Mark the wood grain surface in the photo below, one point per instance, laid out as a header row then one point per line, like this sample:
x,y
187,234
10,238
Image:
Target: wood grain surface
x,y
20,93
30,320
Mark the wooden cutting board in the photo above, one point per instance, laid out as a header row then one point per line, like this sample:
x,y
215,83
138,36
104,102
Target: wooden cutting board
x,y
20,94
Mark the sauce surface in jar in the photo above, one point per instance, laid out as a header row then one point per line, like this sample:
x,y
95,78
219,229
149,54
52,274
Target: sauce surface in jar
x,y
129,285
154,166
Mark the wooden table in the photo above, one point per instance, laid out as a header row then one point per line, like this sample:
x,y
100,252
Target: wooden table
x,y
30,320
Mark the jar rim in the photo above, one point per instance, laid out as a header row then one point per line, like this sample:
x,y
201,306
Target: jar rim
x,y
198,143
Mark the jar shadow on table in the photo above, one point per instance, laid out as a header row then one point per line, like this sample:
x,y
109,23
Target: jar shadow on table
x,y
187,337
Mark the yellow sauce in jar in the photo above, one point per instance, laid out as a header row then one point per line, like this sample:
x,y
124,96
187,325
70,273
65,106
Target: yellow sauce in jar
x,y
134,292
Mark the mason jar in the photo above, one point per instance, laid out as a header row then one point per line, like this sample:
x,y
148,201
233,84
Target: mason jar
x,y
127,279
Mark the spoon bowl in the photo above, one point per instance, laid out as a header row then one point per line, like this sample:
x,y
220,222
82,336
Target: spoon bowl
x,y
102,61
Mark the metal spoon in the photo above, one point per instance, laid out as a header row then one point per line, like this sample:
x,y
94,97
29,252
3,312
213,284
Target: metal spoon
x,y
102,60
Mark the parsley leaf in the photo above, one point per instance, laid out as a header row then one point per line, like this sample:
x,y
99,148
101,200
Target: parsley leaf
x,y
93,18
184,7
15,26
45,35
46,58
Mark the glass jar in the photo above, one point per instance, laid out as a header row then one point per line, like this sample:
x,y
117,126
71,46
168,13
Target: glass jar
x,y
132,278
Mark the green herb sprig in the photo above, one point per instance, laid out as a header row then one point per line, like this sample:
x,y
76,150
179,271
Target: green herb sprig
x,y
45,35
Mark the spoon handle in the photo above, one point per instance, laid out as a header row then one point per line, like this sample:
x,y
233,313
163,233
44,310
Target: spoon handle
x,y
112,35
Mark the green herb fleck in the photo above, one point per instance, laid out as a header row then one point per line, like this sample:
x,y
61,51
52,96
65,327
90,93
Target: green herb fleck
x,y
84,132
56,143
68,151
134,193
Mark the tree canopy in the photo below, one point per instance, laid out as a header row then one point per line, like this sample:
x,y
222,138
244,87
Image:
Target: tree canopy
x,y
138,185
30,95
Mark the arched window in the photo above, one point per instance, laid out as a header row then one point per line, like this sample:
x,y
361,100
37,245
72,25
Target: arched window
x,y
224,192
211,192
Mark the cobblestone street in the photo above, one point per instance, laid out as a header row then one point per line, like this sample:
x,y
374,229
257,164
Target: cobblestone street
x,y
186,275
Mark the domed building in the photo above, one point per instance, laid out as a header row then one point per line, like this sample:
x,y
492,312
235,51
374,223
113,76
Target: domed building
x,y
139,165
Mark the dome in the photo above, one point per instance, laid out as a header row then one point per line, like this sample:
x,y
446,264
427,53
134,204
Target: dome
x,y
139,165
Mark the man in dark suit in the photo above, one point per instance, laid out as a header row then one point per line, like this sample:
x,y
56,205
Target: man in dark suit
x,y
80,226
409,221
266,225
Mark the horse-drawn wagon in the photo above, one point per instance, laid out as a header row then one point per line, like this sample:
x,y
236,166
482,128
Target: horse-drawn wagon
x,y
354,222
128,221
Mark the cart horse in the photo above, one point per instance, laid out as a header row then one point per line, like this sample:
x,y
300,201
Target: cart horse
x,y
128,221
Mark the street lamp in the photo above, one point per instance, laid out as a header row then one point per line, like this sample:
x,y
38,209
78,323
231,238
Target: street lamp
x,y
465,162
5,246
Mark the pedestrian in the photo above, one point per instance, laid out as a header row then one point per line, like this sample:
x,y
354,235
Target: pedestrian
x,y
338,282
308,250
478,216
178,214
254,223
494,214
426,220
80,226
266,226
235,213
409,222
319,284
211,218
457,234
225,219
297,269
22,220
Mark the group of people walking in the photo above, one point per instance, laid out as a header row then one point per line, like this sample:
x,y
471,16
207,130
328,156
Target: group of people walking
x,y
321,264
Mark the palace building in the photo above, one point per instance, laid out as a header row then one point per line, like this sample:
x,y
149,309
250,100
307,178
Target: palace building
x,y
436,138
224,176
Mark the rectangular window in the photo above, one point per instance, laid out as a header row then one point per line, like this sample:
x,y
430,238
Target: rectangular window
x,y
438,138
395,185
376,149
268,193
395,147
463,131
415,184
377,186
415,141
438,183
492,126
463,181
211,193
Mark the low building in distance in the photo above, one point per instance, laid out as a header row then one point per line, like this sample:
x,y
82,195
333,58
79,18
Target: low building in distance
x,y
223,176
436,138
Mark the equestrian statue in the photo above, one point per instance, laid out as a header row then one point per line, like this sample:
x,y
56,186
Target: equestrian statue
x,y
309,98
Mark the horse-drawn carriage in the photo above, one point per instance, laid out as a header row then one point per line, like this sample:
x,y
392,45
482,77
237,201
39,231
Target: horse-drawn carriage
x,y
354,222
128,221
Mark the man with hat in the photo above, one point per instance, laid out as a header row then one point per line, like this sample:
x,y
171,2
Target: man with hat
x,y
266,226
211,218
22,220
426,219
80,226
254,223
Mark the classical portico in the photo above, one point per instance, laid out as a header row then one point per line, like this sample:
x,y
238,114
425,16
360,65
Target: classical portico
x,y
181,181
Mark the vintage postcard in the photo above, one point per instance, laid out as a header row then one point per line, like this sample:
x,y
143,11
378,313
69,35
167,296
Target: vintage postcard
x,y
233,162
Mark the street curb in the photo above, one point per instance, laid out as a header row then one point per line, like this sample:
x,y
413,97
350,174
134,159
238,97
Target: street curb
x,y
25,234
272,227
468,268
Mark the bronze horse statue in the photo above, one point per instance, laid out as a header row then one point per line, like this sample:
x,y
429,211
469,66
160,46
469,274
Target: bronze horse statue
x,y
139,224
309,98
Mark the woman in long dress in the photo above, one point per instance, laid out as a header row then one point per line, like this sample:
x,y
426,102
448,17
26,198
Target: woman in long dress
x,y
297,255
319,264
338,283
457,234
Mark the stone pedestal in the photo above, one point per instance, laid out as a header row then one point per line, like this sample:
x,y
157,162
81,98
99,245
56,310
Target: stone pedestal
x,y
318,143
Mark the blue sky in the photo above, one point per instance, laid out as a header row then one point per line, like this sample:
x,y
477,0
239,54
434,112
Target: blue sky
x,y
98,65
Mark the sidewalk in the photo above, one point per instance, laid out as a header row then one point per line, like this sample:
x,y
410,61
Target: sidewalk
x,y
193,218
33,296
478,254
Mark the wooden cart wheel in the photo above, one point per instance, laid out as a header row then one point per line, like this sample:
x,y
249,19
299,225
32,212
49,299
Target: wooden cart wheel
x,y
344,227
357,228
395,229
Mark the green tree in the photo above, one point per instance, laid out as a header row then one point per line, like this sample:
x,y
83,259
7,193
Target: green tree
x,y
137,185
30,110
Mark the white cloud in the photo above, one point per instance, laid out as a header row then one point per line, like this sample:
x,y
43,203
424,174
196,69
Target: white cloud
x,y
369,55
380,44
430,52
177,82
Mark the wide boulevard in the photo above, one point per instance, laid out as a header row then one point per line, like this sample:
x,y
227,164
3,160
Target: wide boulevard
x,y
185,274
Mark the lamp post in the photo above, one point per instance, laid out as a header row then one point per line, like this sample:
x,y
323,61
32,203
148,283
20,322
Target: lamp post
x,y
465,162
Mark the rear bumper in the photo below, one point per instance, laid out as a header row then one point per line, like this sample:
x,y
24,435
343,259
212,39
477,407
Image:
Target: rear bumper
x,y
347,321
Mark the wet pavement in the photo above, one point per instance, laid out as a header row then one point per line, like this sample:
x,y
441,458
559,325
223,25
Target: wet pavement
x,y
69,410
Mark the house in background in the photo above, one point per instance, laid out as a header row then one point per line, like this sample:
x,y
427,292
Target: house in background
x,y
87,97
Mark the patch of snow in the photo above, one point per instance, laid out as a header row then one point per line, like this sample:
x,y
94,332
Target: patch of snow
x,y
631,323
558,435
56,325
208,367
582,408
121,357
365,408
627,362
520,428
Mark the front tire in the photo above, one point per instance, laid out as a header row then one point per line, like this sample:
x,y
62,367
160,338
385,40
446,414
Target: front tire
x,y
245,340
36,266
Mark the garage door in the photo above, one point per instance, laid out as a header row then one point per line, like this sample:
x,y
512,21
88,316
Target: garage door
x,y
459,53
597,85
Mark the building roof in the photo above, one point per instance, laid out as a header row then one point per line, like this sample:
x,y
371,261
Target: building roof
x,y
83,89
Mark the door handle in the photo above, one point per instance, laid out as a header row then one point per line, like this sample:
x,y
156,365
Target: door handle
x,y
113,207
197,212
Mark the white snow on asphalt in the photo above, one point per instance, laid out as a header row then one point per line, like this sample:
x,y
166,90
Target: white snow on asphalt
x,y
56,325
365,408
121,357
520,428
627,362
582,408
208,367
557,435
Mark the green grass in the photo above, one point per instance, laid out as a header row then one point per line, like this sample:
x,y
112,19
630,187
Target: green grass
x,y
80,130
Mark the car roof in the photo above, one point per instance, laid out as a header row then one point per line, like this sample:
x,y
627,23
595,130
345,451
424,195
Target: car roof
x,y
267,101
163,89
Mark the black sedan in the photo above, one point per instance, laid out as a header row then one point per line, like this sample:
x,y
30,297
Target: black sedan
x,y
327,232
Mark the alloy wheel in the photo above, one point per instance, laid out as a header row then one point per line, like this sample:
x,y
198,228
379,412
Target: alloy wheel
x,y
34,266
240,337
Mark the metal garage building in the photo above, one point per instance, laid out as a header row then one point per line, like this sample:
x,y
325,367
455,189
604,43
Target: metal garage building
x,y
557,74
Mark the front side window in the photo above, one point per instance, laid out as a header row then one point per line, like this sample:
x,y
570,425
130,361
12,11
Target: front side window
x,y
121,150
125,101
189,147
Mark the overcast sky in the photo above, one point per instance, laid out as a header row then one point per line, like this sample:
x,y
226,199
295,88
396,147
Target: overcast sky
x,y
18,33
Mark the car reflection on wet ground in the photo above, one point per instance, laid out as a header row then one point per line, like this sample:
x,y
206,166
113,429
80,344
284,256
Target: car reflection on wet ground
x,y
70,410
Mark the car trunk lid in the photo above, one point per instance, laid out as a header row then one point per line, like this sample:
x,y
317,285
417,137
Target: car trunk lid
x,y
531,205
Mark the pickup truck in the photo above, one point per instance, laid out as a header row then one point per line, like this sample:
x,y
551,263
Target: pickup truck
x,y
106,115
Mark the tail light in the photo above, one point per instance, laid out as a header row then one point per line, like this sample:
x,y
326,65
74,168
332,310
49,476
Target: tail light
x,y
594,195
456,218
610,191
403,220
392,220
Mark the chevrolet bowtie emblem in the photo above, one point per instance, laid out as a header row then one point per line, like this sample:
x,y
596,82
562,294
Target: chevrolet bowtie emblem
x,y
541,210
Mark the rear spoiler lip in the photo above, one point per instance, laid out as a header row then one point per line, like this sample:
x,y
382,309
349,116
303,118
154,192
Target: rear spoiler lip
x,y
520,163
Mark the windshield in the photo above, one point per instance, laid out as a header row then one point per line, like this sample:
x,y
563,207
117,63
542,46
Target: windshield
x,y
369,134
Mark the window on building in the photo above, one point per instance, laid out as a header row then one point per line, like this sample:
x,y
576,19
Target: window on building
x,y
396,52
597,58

→ Exercise brief:
Pick out, from the lines above, every one that contains the string "below".

→ Solution for this task:
Mark the wood grain surface in the photo below, one point per instance, laid out as a header row then one point per line, like this sample:
Mark the tree canopy in the photo below, one point per instance, laid out as a header row then one point per line, like this sample:
Mark the rear bumper in the photo below, one point per instance, laid out as a header row then one point per line, like this sample:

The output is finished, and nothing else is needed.